■ **DATASET EXCERPTS**:
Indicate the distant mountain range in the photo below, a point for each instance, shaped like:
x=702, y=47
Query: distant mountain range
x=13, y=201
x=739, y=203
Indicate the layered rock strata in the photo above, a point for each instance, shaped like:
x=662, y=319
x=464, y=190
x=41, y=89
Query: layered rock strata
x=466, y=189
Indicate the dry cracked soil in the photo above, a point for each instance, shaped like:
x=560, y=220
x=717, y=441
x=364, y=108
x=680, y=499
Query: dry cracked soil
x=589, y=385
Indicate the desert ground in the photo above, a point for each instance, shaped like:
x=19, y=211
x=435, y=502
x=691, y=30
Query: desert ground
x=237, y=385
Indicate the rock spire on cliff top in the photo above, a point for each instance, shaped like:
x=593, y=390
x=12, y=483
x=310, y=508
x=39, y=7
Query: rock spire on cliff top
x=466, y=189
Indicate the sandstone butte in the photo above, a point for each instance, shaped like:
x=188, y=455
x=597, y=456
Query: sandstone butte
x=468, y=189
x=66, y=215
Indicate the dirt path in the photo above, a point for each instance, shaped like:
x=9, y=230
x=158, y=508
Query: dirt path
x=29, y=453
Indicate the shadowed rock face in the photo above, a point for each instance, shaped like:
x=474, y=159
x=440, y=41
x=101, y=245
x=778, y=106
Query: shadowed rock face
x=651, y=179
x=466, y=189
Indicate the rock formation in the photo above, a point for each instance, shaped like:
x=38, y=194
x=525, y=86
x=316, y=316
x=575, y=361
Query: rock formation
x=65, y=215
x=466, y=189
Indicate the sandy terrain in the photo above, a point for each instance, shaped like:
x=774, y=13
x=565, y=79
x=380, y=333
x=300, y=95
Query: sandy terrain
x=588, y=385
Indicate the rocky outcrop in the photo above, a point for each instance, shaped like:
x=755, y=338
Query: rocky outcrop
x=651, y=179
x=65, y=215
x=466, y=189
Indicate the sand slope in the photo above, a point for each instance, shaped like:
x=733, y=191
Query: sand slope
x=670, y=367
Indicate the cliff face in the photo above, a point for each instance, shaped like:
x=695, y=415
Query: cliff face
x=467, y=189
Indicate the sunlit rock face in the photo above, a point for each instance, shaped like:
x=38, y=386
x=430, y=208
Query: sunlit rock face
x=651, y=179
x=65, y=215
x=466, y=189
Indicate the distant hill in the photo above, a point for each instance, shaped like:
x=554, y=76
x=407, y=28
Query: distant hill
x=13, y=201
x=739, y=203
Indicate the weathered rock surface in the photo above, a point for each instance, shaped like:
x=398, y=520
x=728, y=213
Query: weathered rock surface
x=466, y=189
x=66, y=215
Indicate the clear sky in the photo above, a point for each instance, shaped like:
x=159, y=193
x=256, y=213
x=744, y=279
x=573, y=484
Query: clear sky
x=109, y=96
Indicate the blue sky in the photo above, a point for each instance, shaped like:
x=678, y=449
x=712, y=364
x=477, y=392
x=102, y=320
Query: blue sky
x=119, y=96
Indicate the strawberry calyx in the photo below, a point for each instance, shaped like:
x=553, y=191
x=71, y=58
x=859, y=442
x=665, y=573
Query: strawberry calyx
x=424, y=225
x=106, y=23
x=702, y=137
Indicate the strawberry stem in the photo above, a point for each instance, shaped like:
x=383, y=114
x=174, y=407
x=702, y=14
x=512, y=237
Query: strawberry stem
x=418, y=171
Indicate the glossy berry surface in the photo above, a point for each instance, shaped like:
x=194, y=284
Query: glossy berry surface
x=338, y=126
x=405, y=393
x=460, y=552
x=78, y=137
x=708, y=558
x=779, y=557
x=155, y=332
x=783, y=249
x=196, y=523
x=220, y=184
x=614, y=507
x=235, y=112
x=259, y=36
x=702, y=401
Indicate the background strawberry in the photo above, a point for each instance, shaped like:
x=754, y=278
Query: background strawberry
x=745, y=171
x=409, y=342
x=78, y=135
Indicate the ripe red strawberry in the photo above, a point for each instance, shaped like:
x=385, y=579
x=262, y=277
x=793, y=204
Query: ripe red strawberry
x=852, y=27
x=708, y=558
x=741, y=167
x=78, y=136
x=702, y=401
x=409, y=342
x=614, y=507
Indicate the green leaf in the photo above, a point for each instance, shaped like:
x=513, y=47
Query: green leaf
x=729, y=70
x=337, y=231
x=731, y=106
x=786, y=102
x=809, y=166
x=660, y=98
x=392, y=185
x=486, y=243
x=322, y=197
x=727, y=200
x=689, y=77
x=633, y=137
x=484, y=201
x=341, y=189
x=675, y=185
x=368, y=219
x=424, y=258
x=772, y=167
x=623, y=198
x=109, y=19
==
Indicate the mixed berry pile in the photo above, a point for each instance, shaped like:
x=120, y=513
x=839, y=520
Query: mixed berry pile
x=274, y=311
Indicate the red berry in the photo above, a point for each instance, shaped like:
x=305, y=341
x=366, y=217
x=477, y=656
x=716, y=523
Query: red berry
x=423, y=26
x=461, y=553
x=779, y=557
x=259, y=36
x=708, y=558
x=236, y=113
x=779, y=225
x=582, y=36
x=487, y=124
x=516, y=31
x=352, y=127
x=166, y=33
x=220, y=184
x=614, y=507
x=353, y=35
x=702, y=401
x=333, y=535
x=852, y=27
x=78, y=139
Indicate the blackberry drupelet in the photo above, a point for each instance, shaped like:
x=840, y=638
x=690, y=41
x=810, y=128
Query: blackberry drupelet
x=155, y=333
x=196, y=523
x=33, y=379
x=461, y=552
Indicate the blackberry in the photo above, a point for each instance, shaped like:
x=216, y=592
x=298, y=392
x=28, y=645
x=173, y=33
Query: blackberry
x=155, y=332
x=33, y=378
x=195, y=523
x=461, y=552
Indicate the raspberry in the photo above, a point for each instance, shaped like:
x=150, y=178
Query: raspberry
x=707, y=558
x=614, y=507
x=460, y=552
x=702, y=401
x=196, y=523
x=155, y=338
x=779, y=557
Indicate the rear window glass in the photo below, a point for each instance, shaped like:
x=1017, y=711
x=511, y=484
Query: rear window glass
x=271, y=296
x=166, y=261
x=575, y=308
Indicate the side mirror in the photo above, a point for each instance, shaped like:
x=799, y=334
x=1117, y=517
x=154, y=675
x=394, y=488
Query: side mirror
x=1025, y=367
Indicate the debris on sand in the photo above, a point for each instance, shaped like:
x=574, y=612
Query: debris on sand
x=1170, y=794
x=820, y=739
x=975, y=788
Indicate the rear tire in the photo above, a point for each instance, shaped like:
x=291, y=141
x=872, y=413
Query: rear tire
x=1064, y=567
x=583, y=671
--
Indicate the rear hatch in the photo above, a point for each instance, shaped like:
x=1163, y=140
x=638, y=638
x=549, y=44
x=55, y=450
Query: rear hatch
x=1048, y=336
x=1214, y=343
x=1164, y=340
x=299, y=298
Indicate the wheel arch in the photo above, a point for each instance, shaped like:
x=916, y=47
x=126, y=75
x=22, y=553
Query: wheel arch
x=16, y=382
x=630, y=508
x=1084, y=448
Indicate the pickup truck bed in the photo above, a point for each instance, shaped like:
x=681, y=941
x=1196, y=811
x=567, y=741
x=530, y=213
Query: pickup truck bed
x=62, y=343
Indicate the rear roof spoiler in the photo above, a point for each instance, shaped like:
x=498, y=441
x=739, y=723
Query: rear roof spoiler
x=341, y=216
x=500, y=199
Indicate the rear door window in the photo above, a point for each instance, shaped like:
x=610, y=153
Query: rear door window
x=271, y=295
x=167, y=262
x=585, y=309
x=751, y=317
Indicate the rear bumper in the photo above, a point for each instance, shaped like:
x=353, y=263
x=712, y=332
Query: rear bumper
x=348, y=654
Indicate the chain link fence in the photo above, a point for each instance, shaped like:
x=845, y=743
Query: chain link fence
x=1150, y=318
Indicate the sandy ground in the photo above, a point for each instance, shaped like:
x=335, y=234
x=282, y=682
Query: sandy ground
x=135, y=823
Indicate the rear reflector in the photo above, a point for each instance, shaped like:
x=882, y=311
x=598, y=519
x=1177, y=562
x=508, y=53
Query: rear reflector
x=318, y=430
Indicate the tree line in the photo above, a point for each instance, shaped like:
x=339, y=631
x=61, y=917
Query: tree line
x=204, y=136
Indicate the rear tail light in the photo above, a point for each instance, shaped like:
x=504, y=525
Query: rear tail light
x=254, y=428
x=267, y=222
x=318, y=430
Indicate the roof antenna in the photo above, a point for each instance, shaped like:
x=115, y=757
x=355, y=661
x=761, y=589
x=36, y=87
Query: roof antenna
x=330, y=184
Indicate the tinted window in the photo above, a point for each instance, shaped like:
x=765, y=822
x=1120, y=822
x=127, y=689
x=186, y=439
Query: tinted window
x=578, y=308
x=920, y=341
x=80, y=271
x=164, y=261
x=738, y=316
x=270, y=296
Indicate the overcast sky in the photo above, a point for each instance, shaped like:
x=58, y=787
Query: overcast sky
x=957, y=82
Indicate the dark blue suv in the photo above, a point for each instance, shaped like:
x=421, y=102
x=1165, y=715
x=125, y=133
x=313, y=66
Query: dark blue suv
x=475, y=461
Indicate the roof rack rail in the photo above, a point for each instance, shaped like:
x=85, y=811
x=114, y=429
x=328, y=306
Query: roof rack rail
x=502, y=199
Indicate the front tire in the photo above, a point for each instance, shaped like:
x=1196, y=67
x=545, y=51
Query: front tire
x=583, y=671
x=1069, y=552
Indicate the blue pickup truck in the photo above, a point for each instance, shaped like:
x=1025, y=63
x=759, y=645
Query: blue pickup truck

■ **WHAT YOU WILL DO**:
How many lines in the rows above contain the string "sandstone"? Reply with the number only.

■ **RESULT OF THE TASK**:
2